◆ Supplied information ◆
......

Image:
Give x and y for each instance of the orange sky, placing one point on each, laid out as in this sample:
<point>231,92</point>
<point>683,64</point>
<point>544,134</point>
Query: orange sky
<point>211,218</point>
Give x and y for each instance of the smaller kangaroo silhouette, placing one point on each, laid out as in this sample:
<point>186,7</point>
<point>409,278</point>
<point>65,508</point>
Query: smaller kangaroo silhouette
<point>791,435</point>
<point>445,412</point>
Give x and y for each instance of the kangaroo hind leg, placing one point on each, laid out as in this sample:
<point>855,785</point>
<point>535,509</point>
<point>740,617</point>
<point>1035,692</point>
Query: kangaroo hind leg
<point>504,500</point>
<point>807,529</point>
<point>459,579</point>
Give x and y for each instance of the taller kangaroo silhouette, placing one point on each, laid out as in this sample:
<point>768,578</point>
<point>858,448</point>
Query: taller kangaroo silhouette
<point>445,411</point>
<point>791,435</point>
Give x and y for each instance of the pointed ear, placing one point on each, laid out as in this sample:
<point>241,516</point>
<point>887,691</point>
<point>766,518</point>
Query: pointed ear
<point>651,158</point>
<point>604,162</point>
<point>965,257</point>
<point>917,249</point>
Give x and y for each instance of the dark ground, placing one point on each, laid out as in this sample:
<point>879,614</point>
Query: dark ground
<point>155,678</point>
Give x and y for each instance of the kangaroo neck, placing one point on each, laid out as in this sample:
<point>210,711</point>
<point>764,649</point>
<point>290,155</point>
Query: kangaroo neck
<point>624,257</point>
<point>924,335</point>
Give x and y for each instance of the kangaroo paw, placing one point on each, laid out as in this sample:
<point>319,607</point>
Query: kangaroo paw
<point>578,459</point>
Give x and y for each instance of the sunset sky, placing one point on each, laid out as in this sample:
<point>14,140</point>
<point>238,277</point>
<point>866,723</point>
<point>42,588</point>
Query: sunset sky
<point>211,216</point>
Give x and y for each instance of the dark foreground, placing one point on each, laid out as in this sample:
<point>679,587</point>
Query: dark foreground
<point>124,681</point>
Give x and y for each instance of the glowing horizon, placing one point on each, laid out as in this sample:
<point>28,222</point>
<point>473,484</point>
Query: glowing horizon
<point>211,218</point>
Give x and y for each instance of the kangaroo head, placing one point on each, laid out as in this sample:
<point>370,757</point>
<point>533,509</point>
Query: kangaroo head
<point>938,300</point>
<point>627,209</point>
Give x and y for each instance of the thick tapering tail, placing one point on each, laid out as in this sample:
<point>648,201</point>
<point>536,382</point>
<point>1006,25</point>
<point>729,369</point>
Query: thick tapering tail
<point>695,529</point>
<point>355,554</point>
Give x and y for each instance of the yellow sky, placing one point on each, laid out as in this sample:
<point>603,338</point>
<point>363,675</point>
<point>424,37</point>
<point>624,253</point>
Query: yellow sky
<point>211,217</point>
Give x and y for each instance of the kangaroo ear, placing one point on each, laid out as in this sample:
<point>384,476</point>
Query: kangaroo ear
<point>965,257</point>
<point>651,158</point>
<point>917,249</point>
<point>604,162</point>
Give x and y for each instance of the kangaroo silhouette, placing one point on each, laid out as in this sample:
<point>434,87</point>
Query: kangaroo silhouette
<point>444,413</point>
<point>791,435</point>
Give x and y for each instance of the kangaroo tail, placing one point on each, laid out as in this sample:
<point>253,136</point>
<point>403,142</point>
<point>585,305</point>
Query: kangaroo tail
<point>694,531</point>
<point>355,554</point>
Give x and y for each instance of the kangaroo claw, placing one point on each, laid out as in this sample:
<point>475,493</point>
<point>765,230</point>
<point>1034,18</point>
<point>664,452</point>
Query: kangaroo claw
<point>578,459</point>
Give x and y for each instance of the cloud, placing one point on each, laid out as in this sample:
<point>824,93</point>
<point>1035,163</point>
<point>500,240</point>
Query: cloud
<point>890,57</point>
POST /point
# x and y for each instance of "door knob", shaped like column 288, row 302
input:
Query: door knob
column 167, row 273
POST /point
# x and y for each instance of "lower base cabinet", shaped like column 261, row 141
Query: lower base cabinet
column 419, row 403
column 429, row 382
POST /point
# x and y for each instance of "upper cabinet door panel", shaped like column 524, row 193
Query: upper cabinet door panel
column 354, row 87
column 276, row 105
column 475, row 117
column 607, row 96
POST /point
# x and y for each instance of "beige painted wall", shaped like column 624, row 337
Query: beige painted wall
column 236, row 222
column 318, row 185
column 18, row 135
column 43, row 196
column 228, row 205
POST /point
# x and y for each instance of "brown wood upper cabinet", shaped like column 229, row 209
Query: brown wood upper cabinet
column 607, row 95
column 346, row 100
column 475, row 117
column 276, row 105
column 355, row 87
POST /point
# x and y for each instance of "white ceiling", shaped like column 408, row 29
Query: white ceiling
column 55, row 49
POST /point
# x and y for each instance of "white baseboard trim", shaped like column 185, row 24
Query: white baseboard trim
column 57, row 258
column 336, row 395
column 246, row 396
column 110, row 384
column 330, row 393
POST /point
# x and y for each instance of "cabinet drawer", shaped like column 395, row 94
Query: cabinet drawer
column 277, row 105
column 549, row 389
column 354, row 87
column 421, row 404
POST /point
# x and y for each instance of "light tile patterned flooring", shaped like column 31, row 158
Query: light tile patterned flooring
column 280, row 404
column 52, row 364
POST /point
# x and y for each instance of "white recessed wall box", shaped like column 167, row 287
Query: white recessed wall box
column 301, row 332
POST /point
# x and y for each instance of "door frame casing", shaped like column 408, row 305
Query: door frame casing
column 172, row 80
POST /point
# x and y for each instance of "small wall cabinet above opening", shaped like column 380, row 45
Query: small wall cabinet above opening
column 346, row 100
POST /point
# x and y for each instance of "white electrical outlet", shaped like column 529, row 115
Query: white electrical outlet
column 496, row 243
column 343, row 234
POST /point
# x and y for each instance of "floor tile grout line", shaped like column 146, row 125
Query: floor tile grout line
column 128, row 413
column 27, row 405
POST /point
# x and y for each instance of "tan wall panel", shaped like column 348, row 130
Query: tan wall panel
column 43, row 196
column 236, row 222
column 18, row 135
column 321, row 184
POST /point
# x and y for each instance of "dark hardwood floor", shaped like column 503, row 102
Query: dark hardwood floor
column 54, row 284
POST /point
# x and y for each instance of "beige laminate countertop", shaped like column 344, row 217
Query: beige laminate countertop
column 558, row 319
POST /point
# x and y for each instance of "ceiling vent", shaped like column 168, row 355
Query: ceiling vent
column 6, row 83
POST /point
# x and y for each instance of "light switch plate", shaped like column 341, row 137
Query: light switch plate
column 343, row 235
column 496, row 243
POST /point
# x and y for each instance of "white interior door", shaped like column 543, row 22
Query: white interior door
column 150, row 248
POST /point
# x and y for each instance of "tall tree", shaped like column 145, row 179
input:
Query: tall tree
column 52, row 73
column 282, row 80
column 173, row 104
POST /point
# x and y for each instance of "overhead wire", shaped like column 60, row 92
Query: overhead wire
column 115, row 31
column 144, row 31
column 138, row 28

......

◆ Task prompt ◆
Output all of the data again. Match it exactly.

◆ Response ◆
Image:
Give x and y for each instance of the orange sky, placing one point on each, laid out as in this sample:
<point>231,92</point>
<point>683,64</point>
<point>544,134</point>
Query: orange sky
<point>211,218</point>
Give x and y for each instance of the smaller kangaroo silhouette, placing one point on each, laid out as in this sample:
<point>186,7</point>
<point>409,278</point>
<point>65,508</point>
Query: smaller kangaroo silhouette
<point>791,435</point>
<point>445,412</point>
Give x and y for each instance of the kangaroo hind leg, placing one point on each, laid out as in this sample:
<point>855,785</point>
<point>535,509</point>
<point>740,617</point>
<point>1035,692</point>
Query: kangaroo hind leg
<point>504,500</point>
<point>807,529</point>
<point>459,579</point>
Give x and y for each instance of the taller kangaroo silhouette, placing one point on each, laid out as in this sample:
<point>768,578</point>
<point>858,448</point>
Query: taller kangaroo silhouette
<point>445,411</point>
<point>791,435</point>
Give x and y for each instance of the pointed ear, placing one point on each, laid out as in this sample:
<point>241,516</point>
<point>887,691</point>
<point>766,518</point>
Query: pointed ear
<point>651,158</point>
<point>604,162</point>
<point>965,257</point>
<point>917,249</point>
Give x and y for each instance of the dark ground, placing one point on each, laid out as in this sample:
<point>879,614</point>
Query: dark ground
<point>155,678</point>
Give x and y for each instance of the kangaroo neck, placing one point on each, laid out as in this sample:
<point>210,711</point>
<point>764,649</point>
<point>290,155</point>
Query: kangaroo neck
<point>624,257</point>
<point>924,335</point>
Give x and y for each instance of the kangaroo paw, placing one point on each, laid out as in this sample:
<point>319,607</point>
Query: kangaroo paw
<point>578,459</point>
Give x and y for each instance of the sunset sky, placing one point on each, laid out as in this sample:
<point>14,140</point>
<point>238,277</point>
<point>866,723</point>
<point>42,588</point>
Query: sunset sky
<point>211,216</point>
Give x and y for each instance of the dark foreground, placing one point on each, laid out as in this sample:
<point>679,587</point>
Query: dark foreground
<point>124,681</point>
Give x and y for each instance of the glowing horizon, placing one point on each, laid out as in this sample:
<point>28,222</point>
<point>473,484</point>
Query: glowing horizon
<point>211,218</point>
Give x and y for each instance of the kangaroo head, placing one point on each, laid out as in this sample:
<point>370,757</point>
<point>533,509</point>
Query: kangaroo head
<point>938,300</point>
<point>627,209</point>
Give x and y for each instance of the thick tapering tail, placing one point on each, laid out as in this sample:
<point>648,201</point>
<point>536,382</point>
<point>1006,25</point>
<point>729,369</point>
Query: thick tapering tail
<point>695,529</point>
<point>355,554</point>
Give x and y for each instance of the yellow sky, placing one point on each, laid out as in this sample:
<point>603,338</point>
<point>363,675</point>
<point>424,37</point>
<point>624,253</point>
Query: yellow sky
<point>211,217</point>
Give x and y for each instance of the kangaroo ear, placing one point on each, laid out as in this sample:
<point>384,476</point>
Query: kangaroo ear
<point>965,257</point>
<point>651,158</point>
<point>917,249</point>
<point>604,162</point>
Give x and y for each instance of the kangaroo silhouette, placing one point on each, laid out as in this sample:
<point>434,87</point>
Query: kangaroo silhouette
<point>444,413</point>
<point>791,435</point>
Give x and y for each instance of the kangaroo tail, placing one point on each, laid out as in this sample:
<point>253,136</point>
<point>403,142</point>
<point>585,305</point>
Query: kangaroo tail
<point>694,531</point>
<point>355,554</point>
Give x and y for each instance of the kangaroo claw, placing one point on each, laid out as in this sample:
<point>475,493</point>
<point>765,230</point>
<point>1034,18</point>
<point>664,452</point>
Query: kangaroo claw
<point>578,459</point>
Give x and y for each instance of the cloud, placing one point on each, laid out as in this sample:
<point>824,93</point>
<point>1035,163</point>
<point>500,240</point>
Query: cloud
<point>890,57</point>
POST /point
# x and y for each instance of "door knob", shaped like column 288, row 302
input:
Query: door knob
column 167, row 273
POST /point
# x and y for each instance of "lower base cabinet", shaped like column 261, row 141
Query: lower base cabinet
column 419, row 403
column 429, row 382
POST /point
# x and y for each instance of "upper cabinet door panel", shaped like column 524, row 193
Query: upper cabinet door panel
column 354, row 87
column 276, row 105
column 475, row 117
column 607, row 96
POST /point
# x and y for each instance of "beige painted wall", shaped like column 624, row 337
Query: beige painted wall
column 236, row 222
column 318, row 185
column 18, row 135
column 43, row 196
column 228, row 205
POST /point
# x and y for each instance of "brown wood upper cabinet", shaped like column 229, row 209
Query: brown wood upper cabinet
column 607, row 95
column 346, row 100
column 475, row 117
column 276, row 105
column 355, row 87
POST /point
# x and y for each instance of "white ceiling", shaped like column 408, row 29
Query: white ceiling
column 55, row 49
POST /point
# x and y for each instance of "white baseboard trim", shaped like column 185, row 24
Query: white baseboard trim
column 57, row 258
column 336, row 395
column 246, row 396
column 110, row 384
column 330, row 393
POST /point
# x and y for each instance of "cabinet drawer", shaped like column 395, row 94
Query: cabinet drawer
column 277, row 105
column 549, row 389
column 354, row 87
column 421, row 404
POST /point
# x and y for each instance of "light tile patterned flooring", shaped like column 31, row 158
Query: light tile patterned flooring
column 280, row 404
column 52, row 364
POST /point
# x and y for each instance of "white recessed wall box", shaped like column 167, row 287
Query: white recessed wall box
column 301, row 332
POST /point
# x and y for each instance of "door frame casing", shaped like column 408, row 305
Query: door frame casing
column 172, row 80
POST /point
# x and y for each instance of "small wall cabinet above opening", shaped like column 380, row 45
Query: small wall cabinet above opening
column 346, row 100
POST /point
# x and y for each instance of "white electrical outlet", shaped like column 529, row 115
Query: white electrical outlet
column 496, row 243
column 343, row 234
POST /point
# x and y for each instance of "floor tile grout line", shaped like column 146, row 125
Query: floor tile grout line
column 128, row 413
column 27, row 405
POST /point
# x and y for each instance of "tan wall panel", shaped like column 348, row 130
Query: tan wall panel
column 43, row 196
column 236, row 222
column 18, row 135
column 321, row 184
POST /point
# x and y for each instance of "dark hardwood floor", shaped like column 503, row 102
Query: dark hardwood floor
column 54, row 284
POST /point
# x and y for each instance of "beige laminate countertop", shaped like column 344, row 217
Query: beige laminate countertop
column 558, row 319
POST /point
# x and y for each instance of "ceiling vent", shaped like column 168, row 355
Query: ceiling vent
column 6, row 83
POST /point
# x and y for each instance of "light switch plate", shaped like column 341, row 137
Query: light switch plate
column 343, row 235
column 496, row 243
POST /point
# x and y for each instance of "white interior door", shaped like column 543, row 22
Query: white interior door
column 150, row 248
POST /point
# x and y for each instance of "tall tree", shaped like column 145, row 179
input:
Query: tall tree
column 52, row 73
column 282, row 80
column 173, row 104
POST /point
# x and y for each instance of "overhead wire", shaped like column 60, row 92
Query: overhead wire
column 115, row 31
column 144, row 31
column 138, row 28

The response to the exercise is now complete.